◆ **Verilen alıştırma**:
Kayıtların ilk satırından başlayıp "point(362, 466)" geçen satırla birlikte bitirerek bu satırları aynen yeniden yaz. Resimleri cevabına alma.

### Kaynak malzeme

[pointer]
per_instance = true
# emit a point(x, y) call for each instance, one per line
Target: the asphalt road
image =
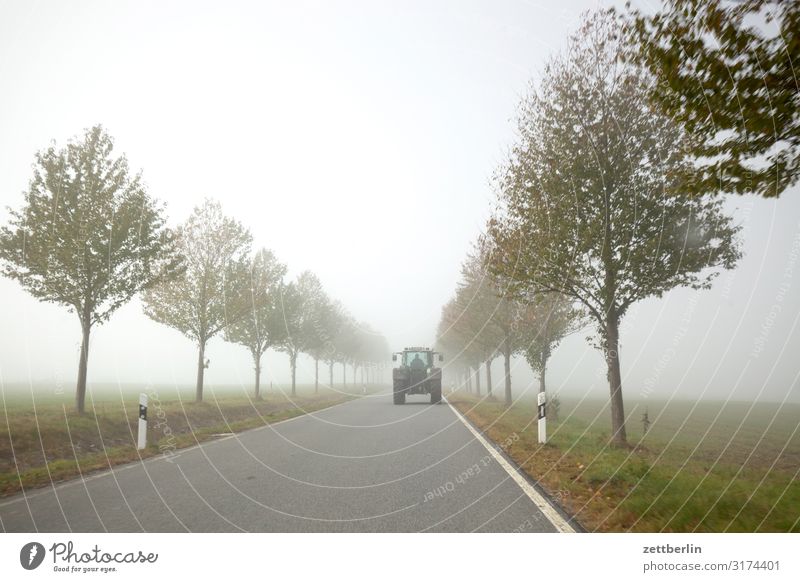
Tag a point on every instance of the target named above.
point(364, 466)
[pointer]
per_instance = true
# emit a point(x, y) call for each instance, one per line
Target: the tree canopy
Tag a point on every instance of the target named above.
point(727, 71)
point(88, 236)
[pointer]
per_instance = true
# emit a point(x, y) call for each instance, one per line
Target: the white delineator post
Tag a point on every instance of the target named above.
point(142, 421)
point(541, 401)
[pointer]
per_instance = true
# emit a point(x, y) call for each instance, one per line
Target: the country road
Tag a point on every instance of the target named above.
point(362, 466)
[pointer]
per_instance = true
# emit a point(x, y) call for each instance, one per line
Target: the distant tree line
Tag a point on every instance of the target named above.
point(89, 237)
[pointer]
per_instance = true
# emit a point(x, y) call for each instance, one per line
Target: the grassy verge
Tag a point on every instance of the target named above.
point(711, 469)
point(43, 440)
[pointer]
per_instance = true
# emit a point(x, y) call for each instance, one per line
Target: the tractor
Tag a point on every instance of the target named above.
point(417, 374)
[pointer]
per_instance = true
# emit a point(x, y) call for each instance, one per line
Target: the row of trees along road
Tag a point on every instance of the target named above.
point(593, 213)
point(486, 319)
point(89, 237)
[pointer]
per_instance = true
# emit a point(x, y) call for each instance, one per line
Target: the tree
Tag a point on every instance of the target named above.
point(589, 200)
point(213, 291)
point(299, 306)
point(319, 328)
point(88, 236)
point(546, 320)
point(732, 85)
point(260, 328)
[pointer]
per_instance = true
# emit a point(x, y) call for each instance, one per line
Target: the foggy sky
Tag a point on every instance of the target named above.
point(357, 140)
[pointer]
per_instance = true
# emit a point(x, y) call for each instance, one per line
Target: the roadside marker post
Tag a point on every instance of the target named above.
point(142, 421)
point(541, 401)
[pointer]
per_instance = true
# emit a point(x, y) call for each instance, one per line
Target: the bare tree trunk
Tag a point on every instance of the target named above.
point(201, 367)
point(489, 376)
point(543, 371)
point(618, 436)
point(293, 364)
point(507, 366)
point(83, 366)
point(257, 360)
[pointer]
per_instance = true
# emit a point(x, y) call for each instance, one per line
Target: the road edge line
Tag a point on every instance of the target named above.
point(546, 506)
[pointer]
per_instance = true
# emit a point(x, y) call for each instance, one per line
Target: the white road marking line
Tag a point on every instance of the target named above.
point(550, 512)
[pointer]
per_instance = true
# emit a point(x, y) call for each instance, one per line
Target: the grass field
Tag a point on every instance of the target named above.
point(707, 467)
point(43, 440)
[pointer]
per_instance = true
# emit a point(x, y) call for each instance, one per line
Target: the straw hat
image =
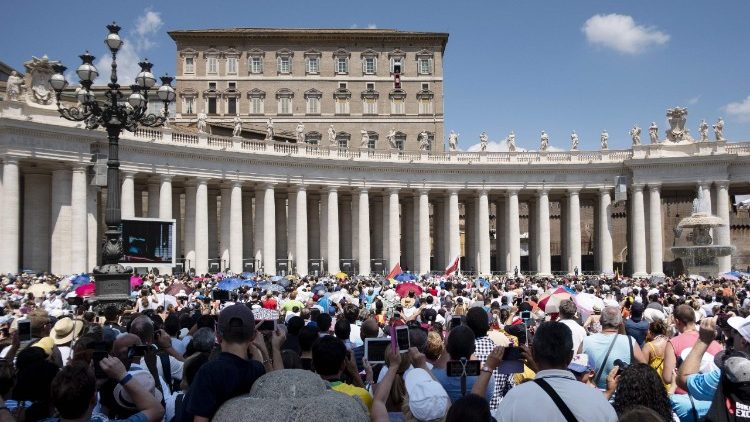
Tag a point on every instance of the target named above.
point(65, 330)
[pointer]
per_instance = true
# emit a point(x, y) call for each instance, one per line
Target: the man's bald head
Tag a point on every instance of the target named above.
point(122, 344)
point(369, 329)
point(143, 327)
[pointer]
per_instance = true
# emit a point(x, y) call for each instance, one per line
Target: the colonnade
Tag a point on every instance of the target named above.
point(52, 220)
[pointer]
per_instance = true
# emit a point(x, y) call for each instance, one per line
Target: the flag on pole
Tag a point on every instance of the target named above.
point(394, 272)
point(452, 268)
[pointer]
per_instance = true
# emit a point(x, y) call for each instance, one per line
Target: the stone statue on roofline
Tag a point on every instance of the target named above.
point(574, 141)
point(635, 135)
point(703, 130)
point(237, 131)
point(453, 141)
point(653, 133)
point(544, 142)
point(483, 141)
point(719, 129)
point(511, 141)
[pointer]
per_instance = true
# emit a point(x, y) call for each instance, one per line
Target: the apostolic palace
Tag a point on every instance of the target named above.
point(312, 151)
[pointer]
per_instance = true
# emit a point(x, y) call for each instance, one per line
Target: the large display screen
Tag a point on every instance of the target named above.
point(148, 241)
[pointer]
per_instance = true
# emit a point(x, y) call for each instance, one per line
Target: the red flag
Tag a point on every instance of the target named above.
point(451, 268)
point(395, 271)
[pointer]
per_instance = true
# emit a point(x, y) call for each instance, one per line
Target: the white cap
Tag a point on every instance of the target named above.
point(427, 397)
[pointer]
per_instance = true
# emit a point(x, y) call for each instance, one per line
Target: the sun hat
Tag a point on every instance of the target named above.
point(65, 330)
point(144, 380)
point(427, 397)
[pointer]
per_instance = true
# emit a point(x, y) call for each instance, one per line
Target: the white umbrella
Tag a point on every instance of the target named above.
point(585, 303)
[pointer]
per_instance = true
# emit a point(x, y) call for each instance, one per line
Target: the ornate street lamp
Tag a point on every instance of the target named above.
point(113, 114)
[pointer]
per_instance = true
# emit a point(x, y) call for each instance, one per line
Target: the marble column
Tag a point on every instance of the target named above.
point(225, 231)
point(301, 231)
point(280, 207)
point(127, 195)
point(655, 230)
point(333, 230)
point(291, 230)
point(454, 235)
point(394, 228)
point(363, 234)
point(235, 228)
point(313, 222)
point(606, 264)
point(201, 226)
point(513, 240)
point(638, 228)
point(722, 235)
point(545, 256)
point(269, 230)
point(483, 232)
point(165, 197)
point(189, 227)
point(423, 223)
point(247, 228)
point(260, 195)
point(574, 232)
point(501, 234)
point(36, 219)
point(179, 223)
point(154, 189)
point(60, 222)
point(213, 225)
point(92, 222)
point(79, 221)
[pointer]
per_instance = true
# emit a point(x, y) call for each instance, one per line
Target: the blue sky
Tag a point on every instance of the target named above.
point(521, 65)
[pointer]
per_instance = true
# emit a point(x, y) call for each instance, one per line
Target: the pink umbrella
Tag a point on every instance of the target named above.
point(85, 290)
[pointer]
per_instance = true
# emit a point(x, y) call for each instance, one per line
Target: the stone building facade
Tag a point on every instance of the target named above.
point(345, 78)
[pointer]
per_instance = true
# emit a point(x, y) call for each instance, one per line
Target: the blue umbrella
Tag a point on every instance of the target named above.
point(82, 279)
point(269, 286)
point(229, 284)
point(249, 283)
point(405, 277)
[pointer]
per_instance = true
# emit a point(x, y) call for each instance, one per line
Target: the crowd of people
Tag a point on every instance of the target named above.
point(426, 348)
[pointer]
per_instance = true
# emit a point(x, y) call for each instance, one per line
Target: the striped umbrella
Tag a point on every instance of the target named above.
point(549, 302)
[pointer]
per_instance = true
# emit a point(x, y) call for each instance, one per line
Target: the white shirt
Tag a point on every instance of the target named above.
point(528, 401)
point(579, 333)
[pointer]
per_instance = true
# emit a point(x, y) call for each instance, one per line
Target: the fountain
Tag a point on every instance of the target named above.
point(700, 257)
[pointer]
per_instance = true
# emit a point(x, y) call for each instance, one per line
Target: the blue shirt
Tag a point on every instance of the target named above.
point(452, 385)
point(596, 346)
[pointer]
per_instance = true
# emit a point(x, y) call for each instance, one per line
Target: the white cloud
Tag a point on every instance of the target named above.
point(620, 33)
point(135, 46)
point(739, 110)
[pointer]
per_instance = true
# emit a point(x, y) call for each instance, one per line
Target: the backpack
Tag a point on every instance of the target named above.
point(731, 401)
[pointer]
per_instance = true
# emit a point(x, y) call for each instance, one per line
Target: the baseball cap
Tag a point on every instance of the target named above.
point(581, 363)
point(236, 317)
point(427, 397)
point(742, 325)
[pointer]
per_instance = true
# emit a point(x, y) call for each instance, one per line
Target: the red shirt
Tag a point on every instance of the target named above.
point(269, 303)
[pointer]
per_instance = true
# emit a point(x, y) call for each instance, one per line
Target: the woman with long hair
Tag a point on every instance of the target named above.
point(656, 352)
point(640, 385)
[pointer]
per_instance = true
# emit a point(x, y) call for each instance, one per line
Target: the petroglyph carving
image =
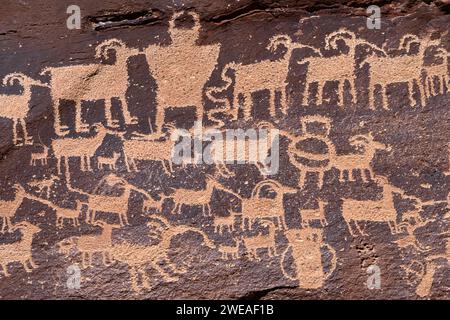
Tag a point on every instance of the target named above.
point(230, 252)
point(112, 204)
point(154, 150)
point(87, 82)
point(310, 215)
point(83, 148)
point(437, 72)
point(406, 68)
point(41, 157)
point(8, 208)
point(181, 69)
point(305, 246)
point(44, 186)
point(88, 245)
point(249, 147)
point(306, 161)
point(257, 207)
point(109, 162)
point(137, 256)
point(264, 241)
point(382, 210)
point(201, 198)
point(15, 107)
point(263, 75)
point(19, 251)
point(225, 222)
point(361, 161)
point(338, 68)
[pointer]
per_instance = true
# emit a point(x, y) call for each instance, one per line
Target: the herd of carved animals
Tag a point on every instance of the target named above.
point(265, 215)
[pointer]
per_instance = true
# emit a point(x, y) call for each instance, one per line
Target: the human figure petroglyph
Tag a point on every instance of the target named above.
point(257, 207)
point(109, 162)
point(310, 215)
point(82, 148)
point(305, 245)
point(262, 241)
point(263, 75)
point(181, 69)
point(360, 161)
point(340, 68)
point(21, 250)
point(8, 208)
point(91, 82)
point(406, 68)
point(88, 245)
point(16, 106)
point(138, 256)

######

◆ **Çözüm aşağıda**:
[pointer]
per_instance = true
# emit a point(x, y) call for each instance, one per line
Target: the asphalt road
image =
Tag a point on every instance of the target named above.
point(364, 466)
[pointer]
per_instance = true
# emit a point(x, y) call for each instance, one per line
Target: the tree canopy
Tag a point on every instance of the target named above.
point(727, 71)
point(88, 236)
[pointer]
per_instance = true
# emit a point(x, y) call for each instance, one per line
Target: the white delineator post
Tag a point on every instance of the target named above.
point(142, 421)
point(541, 401)
[pointer]
per_instance = true
# emit a point(x, y) call for each instance, one per line
Target: the country road
Tag a point on every instance of the target named above.
point(362, 466)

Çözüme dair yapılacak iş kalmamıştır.